■ **PASSAGE SHOWN**:

One of the most peculiar aspects of this age of market glorification - where private property is valued above all - is how little of importance an ordinary human is allowed to own.
We may own stocks and bonds and real estate, cars and coats and CD players. But we do not have property rights over our own bodies. As various isolated peoples around the world have discovered, even a person's genetic make-up can be patented by fast-buck university researchers or multinational drug companies. You don't own your genes. They do.
So, too, with information. Probably the most important non-physical element humans possess are our own histories -- the events, stories, victories and tragedies that shape us.
But we don't own those, either. For most of us, once we tell those stories, they become the property of someone else.
I am always struck by this oddity when the subject of medical privacy comes up -- as it did yesterday on the front page of this newspaper.
"Up for sale: your secret health files" was the headline on the piece by Star reporter Tyler Hamilton. The story went on to describe how health information has become a hot commodity -- in demand from insurance companies, employers, retailers and drug companies.
The key, as the story pointed out, is that this information has to be linked to a specific person, or at the very least, to a specific type of person to make it valuable. Insurers can use medical information to determine whether a customer is a good risk; employers to decide whether to hire or fire.
Pharmaceutical firms can use comprehensive health records for epidemiological research and tracking, retailers for just plain marketing.
Hamilton's story pointed out that both Canadian Tire and the Toronto Transit Commission hire health snoops to check out the records of prospective employees.
Governments are belatedly acting to control this trade in medical information. Ontario's proposed new health privacy law, for instance, will bring private laboratories under its ambit. Currently, according to lawyer David Baker, a private lab can legally sell any health information it collects (such as the result of a person's blood tests) to anyone it wishes. And many do.
But for me, the most puzzling thing about all of this discussion is that it assumes a patient does not have rights over his own medical information. Rather, both federal and provincial law take as given that an individual's health story is the property of someone else -- the physician, the lab, the government, anyone to whom the story is told.
Once I let a lab technician test my blood for, say, hepatitis A, the results belong to the company that owns the lab. The proposed Ontario law would, at best, circumscribe the lab's ability to market that information without my consent.
(And as critics, including the Ontario Medical Association, have pointed out, the health privacy bill contains enough loopholes to ensure that this circumscription would not be overly onerous to those wishing to profit from the sale of medical information.)

■ **ASSIGNMENT**: According to the column on medical privacy, which two employers hire health snoops to check the records of prospective employees? None of the lines are needed.

■ **EXCERPTED RECORDS**:
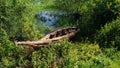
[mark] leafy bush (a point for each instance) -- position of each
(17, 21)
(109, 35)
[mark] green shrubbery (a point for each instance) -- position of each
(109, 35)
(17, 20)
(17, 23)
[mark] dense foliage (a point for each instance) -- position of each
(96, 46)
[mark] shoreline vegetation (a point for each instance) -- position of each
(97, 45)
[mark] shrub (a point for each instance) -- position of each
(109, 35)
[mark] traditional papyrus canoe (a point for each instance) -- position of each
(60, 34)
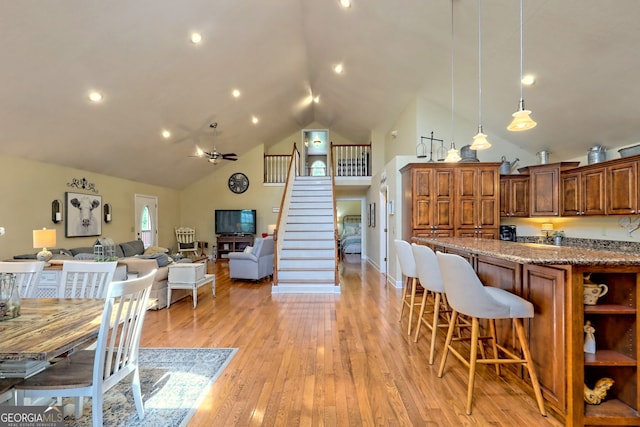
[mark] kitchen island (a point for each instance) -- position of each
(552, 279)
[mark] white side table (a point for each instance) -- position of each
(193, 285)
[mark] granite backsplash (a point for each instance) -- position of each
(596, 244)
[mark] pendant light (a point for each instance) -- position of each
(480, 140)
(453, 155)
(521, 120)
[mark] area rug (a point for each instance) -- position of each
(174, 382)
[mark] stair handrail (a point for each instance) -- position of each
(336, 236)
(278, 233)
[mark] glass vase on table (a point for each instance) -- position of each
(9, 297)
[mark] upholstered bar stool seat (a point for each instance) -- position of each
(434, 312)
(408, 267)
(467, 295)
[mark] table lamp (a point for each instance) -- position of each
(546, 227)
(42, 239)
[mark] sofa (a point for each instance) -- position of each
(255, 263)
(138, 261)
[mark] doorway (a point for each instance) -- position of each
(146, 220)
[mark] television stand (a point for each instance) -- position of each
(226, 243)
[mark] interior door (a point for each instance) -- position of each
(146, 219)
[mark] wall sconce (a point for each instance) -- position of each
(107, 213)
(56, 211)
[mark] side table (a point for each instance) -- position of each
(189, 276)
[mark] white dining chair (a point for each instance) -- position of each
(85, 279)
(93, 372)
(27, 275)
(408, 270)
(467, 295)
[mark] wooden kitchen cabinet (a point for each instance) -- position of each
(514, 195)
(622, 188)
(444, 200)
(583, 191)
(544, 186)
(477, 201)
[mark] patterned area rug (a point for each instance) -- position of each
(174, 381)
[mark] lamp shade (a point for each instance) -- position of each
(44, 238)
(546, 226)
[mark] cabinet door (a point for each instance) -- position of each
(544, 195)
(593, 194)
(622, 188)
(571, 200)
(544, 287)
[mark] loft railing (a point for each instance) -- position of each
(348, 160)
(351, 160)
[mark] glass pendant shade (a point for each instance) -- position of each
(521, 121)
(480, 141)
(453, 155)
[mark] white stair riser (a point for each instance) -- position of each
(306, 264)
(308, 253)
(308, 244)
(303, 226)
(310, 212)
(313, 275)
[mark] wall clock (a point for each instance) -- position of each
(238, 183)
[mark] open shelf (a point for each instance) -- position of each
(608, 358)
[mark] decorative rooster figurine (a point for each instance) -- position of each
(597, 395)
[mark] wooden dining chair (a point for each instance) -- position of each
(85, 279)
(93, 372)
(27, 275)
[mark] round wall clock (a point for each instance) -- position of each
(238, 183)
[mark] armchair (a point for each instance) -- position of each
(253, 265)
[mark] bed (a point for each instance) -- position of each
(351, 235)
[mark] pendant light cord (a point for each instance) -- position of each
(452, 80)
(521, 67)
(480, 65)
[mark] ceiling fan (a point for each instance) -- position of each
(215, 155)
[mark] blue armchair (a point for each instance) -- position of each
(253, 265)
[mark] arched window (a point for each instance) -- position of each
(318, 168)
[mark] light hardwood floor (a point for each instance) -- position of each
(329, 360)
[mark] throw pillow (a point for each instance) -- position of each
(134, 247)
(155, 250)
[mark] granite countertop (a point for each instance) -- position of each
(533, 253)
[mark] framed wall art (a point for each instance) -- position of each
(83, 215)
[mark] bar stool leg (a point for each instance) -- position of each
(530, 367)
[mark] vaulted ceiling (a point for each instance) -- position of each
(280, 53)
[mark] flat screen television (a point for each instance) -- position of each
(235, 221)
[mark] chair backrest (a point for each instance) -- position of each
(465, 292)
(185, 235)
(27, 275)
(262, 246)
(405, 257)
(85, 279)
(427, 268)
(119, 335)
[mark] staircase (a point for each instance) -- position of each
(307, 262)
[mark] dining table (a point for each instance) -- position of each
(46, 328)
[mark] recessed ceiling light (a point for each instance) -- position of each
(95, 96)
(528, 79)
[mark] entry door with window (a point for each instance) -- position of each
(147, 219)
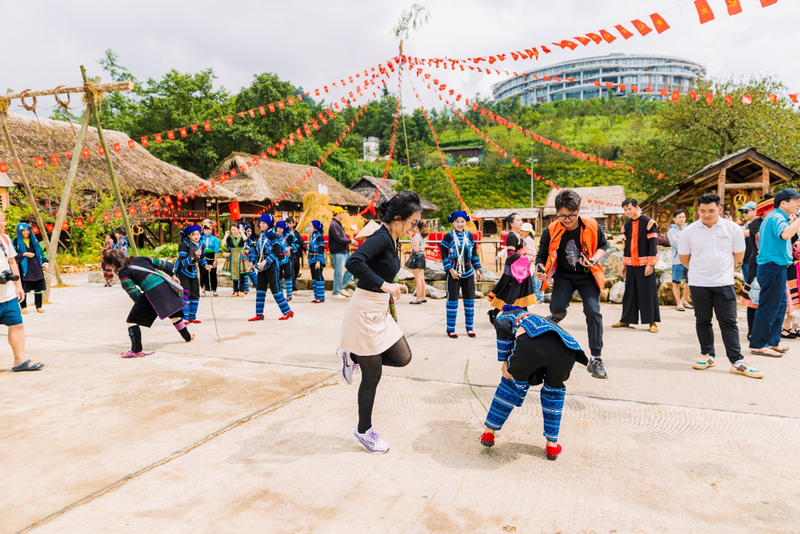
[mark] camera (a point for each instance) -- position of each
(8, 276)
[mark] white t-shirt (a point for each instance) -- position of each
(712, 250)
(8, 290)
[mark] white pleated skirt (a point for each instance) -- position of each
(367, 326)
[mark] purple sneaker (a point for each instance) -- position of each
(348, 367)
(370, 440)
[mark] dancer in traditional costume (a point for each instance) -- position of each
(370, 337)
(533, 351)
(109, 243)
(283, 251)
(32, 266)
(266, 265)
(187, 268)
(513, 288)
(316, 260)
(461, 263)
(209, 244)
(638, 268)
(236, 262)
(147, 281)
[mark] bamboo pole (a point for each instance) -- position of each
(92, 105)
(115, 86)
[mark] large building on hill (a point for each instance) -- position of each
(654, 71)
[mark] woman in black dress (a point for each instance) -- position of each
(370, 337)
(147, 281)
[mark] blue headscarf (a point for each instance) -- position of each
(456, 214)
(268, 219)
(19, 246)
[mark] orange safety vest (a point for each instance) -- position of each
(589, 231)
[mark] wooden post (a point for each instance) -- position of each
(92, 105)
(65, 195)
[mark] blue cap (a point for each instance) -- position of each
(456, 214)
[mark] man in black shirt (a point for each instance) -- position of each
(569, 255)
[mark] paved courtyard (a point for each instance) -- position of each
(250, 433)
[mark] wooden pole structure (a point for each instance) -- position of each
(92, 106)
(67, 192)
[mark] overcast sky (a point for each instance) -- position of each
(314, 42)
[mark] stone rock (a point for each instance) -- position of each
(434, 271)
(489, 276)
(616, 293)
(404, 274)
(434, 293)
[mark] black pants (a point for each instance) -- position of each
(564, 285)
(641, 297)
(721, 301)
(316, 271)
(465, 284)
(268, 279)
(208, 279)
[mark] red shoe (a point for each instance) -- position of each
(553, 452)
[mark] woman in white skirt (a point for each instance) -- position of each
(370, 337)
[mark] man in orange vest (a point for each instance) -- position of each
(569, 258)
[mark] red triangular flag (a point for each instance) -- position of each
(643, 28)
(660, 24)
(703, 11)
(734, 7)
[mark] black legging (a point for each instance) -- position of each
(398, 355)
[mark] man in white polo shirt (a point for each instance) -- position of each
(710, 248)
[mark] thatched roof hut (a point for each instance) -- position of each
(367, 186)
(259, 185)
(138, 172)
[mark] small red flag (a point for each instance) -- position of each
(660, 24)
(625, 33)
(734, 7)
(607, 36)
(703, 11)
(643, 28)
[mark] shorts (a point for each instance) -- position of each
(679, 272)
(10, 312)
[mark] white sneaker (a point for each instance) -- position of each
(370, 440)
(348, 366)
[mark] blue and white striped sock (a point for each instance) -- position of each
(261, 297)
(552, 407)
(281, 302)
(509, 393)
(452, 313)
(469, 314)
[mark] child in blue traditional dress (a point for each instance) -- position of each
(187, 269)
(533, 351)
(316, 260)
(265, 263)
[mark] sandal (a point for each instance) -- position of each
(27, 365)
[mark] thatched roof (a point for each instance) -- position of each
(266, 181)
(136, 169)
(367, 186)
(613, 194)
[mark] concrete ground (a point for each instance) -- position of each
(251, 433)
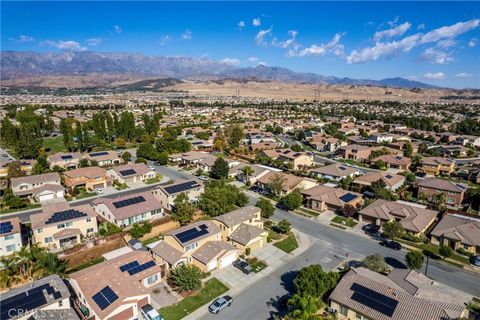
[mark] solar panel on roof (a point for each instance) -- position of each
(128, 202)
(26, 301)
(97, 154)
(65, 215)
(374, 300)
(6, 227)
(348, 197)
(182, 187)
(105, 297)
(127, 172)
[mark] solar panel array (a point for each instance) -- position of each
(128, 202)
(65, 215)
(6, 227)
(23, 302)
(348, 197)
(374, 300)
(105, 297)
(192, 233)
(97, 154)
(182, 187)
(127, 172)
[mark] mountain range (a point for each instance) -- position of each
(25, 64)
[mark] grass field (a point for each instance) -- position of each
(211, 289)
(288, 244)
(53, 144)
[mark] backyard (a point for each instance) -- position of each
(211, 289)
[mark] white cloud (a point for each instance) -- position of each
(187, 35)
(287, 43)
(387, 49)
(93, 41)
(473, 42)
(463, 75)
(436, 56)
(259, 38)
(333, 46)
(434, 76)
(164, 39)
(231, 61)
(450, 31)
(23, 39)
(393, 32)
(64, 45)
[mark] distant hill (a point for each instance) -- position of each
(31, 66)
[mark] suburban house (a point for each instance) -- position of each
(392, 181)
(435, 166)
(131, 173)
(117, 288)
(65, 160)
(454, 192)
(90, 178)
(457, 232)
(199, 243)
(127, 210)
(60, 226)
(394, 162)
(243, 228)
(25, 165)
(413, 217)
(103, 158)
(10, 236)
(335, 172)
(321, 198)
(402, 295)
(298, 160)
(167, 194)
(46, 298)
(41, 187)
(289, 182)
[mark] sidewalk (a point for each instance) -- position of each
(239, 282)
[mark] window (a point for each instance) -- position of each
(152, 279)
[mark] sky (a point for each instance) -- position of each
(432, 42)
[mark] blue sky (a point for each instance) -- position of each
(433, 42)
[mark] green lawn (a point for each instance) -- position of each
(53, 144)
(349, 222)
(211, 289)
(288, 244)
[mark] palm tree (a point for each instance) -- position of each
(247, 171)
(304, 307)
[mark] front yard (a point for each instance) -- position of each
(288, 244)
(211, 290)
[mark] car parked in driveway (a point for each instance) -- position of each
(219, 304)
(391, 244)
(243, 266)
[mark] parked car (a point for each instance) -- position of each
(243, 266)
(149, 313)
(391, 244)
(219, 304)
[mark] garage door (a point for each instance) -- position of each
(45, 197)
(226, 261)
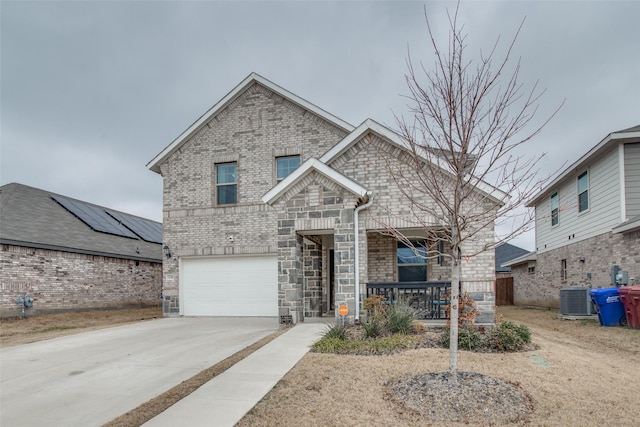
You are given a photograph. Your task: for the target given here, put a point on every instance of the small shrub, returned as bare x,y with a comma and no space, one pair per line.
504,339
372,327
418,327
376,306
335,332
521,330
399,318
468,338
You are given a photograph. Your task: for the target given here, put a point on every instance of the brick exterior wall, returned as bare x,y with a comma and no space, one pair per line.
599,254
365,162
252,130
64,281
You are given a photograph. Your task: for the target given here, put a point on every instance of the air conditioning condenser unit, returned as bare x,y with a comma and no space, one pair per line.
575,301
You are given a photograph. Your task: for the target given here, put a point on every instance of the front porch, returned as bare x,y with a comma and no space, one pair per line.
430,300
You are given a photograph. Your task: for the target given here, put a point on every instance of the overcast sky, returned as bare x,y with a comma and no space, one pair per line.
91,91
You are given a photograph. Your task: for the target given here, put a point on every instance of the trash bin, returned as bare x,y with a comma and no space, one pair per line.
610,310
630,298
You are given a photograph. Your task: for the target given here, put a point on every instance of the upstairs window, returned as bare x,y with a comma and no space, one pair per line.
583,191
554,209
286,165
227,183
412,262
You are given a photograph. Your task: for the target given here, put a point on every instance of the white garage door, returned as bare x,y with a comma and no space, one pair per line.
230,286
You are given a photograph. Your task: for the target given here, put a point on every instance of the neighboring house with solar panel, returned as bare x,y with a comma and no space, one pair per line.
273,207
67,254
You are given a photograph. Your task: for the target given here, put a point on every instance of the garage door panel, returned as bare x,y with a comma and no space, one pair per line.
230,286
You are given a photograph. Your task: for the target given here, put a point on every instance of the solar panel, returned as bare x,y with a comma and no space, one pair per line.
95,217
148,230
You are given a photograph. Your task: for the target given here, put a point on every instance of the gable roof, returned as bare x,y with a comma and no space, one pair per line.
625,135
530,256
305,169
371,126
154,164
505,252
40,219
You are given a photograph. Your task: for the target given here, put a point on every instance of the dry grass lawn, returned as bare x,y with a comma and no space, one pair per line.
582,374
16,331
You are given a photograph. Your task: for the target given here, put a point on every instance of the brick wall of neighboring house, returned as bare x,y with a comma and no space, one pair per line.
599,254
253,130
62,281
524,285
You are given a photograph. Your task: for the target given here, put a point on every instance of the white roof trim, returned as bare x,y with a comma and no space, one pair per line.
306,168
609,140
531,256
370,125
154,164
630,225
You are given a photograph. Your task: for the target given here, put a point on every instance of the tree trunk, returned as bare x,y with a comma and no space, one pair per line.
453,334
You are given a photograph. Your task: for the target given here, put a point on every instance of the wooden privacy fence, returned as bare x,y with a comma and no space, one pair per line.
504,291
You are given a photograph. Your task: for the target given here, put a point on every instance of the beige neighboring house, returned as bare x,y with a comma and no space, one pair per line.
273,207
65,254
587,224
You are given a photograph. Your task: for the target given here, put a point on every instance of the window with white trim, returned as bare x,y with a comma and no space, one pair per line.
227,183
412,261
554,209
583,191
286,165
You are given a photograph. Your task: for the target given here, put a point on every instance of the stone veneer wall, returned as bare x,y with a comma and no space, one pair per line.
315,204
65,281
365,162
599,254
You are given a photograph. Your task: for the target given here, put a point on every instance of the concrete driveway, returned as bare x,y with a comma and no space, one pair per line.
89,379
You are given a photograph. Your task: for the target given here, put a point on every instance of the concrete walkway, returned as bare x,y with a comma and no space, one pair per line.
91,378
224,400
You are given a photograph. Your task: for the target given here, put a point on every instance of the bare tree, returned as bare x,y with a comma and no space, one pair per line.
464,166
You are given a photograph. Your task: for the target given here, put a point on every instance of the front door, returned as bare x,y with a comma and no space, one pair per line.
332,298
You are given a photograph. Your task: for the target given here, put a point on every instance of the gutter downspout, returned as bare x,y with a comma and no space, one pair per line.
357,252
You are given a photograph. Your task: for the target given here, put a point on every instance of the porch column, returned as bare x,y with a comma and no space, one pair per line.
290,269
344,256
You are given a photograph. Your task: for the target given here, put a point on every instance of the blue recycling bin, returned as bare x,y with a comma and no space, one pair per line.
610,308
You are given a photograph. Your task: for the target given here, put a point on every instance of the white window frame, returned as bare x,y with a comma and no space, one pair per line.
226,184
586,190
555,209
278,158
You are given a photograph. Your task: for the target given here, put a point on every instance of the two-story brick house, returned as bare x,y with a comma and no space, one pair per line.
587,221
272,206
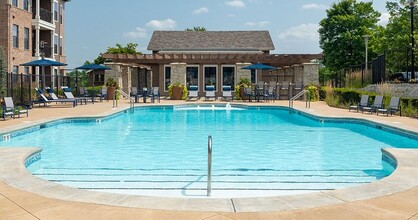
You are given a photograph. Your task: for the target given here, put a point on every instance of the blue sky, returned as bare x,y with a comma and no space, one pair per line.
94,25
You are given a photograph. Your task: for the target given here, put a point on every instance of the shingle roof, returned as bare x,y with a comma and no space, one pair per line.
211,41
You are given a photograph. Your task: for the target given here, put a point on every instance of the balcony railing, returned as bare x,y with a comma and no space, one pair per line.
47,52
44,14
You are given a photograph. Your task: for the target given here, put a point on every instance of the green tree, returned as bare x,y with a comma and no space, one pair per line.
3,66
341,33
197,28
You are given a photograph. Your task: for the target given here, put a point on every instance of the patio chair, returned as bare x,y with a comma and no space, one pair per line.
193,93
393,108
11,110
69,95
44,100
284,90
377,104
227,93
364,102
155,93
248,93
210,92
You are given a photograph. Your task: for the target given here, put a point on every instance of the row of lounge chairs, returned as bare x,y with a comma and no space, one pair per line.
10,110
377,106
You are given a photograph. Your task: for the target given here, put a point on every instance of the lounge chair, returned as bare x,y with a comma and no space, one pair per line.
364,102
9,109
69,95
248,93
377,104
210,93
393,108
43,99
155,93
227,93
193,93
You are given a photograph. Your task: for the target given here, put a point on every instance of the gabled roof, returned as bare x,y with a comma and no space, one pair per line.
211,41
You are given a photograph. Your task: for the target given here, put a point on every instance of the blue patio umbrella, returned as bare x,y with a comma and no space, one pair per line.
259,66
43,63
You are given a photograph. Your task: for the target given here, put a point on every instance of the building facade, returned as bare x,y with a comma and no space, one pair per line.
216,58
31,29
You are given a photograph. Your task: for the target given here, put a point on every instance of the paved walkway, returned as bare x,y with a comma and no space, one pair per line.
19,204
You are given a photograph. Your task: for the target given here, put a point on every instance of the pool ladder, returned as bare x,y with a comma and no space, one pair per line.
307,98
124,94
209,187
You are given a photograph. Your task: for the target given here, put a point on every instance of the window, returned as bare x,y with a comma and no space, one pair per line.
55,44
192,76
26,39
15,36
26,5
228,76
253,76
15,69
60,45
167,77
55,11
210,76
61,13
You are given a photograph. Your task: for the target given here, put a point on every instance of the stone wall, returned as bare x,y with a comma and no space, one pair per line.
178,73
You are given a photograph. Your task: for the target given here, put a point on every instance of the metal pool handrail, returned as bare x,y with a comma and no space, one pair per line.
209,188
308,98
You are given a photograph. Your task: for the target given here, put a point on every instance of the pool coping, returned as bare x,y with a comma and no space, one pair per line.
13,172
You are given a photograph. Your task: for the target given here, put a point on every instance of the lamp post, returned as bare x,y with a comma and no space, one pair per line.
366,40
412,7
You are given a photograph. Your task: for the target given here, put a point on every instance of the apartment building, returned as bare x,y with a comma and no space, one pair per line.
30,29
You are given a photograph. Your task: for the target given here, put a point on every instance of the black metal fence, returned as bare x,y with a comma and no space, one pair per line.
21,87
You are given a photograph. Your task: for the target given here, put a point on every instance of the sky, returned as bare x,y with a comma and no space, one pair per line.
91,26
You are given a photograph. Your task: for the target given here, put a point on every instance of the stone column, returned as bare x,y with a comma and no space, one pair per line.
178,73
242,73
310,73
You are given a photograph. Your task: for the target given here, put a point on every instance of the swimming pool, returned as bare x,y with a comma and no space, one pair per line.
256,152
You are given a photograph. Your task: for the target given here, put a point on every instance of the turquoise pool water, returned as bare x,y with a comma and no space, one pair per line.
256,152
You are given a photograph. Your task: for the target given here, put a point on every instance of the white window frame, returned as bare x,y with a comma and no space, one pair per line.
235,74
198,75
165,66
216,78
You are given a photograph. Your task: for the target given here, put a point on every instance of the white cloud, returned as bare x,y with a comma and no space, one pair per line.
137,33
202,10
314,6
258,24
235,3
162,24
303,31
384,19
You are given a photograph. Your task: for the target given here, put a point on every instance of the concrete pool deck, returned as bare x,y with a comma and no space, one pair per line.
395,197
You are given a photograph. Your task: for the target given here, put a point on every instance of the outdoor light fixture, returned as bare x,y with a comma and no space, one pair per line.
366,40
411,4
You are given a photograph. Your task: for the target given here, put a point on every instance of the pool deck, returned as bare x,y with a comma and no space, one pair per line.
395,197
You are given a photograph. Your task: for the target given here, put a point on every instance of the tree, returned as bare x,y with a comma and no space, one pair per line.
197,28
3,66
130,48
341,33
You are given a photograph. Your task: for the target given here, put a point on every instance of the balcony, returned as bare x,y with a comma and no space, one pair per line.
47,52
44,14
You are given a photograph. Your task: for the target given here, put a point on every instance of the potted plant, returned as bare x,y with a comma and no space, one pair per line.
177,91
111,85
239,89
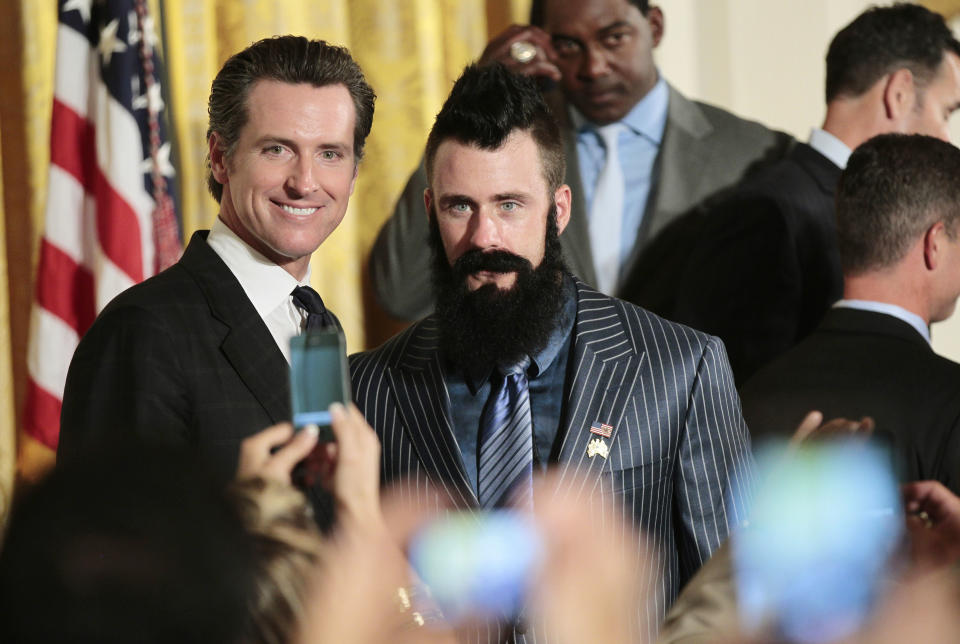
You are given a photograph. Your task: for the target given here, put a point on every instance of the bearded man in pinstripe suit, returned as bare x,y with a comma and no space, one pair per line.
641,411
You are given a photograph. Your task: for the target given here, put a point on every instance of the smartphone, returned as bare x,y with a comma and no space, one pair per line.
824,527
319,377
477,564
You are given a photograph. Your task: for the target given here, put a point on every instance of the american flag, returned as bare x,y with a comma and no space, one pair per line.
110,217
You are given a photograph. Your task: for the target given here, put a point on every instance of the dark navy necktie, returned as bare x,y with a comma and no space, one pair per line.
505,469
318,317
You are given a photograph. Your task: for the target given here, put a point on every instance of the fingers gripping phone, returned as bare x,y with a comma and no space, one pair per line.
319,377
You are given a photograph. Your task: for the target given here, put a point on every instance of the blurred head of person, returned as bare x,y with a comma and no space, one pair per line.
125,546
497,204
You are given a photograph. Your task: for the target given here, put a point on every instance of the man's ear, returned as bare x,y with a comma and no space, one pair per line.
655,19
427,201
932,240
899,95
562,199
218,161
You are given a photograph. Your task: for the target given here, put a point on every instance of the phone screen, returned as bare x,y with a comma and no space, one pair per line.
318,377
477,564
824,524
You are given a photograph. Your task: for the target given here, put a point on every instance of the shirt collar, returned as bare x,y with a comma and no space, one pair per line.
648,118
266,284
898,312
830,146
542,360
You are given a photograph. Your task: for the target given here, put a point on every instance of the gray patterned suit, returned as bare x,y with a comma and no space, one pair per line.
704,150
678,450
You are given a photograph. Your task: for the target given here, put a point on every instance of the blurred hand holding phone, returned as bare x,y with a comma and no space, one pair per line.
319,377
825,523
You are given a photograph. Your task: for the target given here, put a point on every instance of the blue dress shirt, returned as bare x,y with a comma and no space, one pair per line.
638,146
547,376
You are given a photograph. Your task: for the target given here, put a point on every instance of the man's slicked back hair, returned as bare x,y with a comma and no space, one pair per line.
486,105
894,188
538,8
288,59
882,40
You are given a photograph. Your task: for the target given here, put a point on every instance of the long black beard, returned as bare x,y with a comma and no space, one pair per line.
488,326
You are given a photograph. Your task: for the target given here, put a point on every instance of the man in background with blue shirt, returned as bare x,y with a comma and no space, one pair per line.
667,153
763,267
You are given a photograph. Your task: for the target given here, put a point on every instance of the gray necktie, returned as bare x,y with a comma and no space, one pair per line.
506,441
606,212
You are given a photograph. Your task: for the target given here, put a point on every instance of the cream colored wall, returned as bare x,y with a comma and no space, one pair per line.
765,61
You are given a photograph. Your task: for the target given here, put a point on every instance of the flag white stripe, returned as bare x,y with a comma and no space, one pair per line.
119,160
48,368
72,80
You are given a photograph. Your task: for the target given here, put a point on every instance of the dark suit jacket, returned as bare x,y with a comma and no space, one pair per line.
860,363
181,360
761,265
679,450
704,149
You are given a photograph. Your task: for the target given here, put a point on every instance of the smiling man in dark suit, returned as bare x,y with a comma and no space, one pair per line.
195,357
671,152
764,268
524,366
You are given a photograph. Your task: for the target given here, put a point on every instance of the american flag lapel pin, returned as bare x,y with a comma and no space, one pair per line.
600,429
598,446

■ **RESPONSE AREA**: Canadian Tire and the Toronto Transit Commission.